TEXT EXCERPT →
Software Usability Abstract

There are a few useful notes on software usability / Human Computer Interaction (HCI), written on hallway the whiteboards in the Century Link St. Louis office that I feel provide a good summary of the topic. These reminded me of the HCI class I took with Bill White.

“To Design is to plan, to order, to relate, and to control. In short, it opposes all means of disorder and accident” – Emil Ruder
Elements of User Centered Design

Elements of User Centered Design

  • P: Personas
  • UA: User Analytics
  • UT: Usability Testing
  • CI: Contextual Inquiry (Context by user)
  • ID: Interactive Design
  • HE: Heuristic Analysis (Best Practice Review)
  • PT: Prototype Testing
  • CA: Competitive Analysis
  • IA: Information Architecture
  • VD: Visual Design

Usability: The effectiveness, efficiency and satisfaction with with specified users achieve specified goals in particular environments.

10 Usability Best Practices (1-3)
10 Usability Best Practices (4-7)
10 Usability Best Practices (8-10)

10 Usability Best Practices

  1. Visibility of System Status: Give users appropriate feedback about what is going on.
  2. User Control and Freedom: Support undo, redo and exit points to help users leave an unwanted state caused by mistakes.
  3. Aesthetic And Minimalist Design: Don’t show irrelevant or rarely needed information since every extra element diminishes the relevance of the others.

DATA EXTRACTS →

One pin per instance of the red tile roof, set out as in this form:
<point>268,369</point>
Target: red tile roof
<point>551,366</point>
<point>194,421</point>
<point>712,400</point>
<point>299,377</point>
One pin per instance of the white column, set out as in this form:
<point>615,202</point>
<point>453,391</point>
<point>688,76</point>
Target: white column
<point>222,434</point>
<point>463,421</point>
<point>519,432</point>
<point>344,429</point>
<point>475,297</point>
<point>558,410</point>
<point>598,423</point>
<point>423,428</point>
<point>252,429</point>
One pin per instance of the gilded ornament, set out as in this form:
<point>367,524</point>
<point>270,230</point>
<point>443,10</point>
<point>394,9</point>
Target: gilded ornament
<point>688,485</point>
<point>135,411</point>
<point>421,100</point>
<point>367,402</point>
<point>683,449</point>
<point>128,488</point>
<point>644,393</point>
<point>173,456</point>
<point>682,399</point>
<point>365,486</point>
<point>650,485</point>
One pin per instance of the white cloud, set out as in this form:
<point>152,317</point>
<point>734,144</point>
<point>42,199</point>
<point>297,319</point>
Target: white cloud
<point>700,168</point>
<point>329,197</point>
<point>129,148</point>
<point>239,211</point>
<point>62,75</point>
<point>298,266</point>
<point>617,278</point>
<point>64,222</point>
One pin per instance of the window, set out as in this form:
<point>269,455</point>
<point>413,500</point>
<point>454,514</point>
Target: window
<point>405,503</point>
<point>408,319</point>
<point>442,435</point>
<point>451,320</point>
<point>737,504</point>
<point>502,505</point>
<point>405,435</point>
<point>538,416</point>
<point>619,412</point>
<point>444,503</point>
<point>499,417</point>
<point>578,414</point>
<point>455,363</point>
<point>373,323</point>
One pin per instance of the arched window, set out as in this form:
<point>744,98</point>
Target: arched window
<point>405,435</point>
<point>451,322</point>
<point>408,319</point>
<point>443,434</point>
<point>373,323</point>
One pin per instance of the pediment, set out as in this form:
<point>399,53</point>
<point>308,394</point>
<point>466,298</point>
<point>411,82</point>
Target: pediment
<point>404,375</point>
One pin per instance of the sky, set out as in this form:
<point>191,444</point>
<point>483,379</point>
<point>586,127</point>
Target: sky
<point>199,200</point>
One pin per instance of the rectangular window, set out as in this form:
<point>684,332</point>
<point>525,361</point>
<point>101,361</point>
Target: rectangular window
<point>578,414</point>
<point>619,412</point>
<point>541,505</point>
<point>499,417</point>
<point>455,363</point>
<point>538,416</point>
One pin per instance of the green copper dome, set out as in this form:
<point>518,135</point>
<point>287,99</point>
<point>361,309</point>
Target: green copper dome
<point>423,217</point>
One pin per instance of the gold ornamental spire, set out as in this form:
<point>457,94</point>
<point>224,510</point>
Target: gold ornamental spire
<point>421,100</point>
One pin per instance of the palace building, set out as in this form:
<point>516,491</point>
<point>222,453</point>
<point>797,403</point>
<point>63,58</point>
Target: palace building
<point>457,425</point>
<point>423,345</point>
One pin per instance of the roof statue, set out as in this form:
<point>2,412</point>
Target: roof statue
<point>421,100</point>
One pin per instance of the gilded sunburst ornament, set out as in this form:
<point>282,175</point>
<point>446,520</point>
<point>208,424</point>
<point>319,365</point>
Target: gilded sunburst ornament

TASKS →
**a)** Rewrite the paragraph of the usability notes above that begins "There are a few useful notes" in a shorter form, keeping its main facts.
**b)** Copy everything in the usability notes above from "Usability: The effectiveness, efficiency" down to "of the others.", word for word.

TASK SOLUTIONS →
**a)** Notes on software usability and Human Computer Interaction (HCI), written on the hallway whiteboards in the Century Link St. Louis office, give a good summary of the topic and recalled the HCI class I took with Bill White.

**b)**
Usability: The effectiveness, efficiency and satisfaction with with specified users achieve specified goals in particular environments.

10 Usability Best Practices (1-3)
10 Usability Best Practices (4-7)
10 Usability Best Practices (8-10)

10 Usability Best Practices

  1. Visibility of System Status: Give users appropriate feedback about what is going on.
  2. User Control and Freedom: Support undo, redo and exit points to help users leave an unwanted state caused by mistakes.
  3. Aesthetic And Minimalist Design: Don’t show irrelevant or rarely needed information since every extra element diminishes the relevance of the others.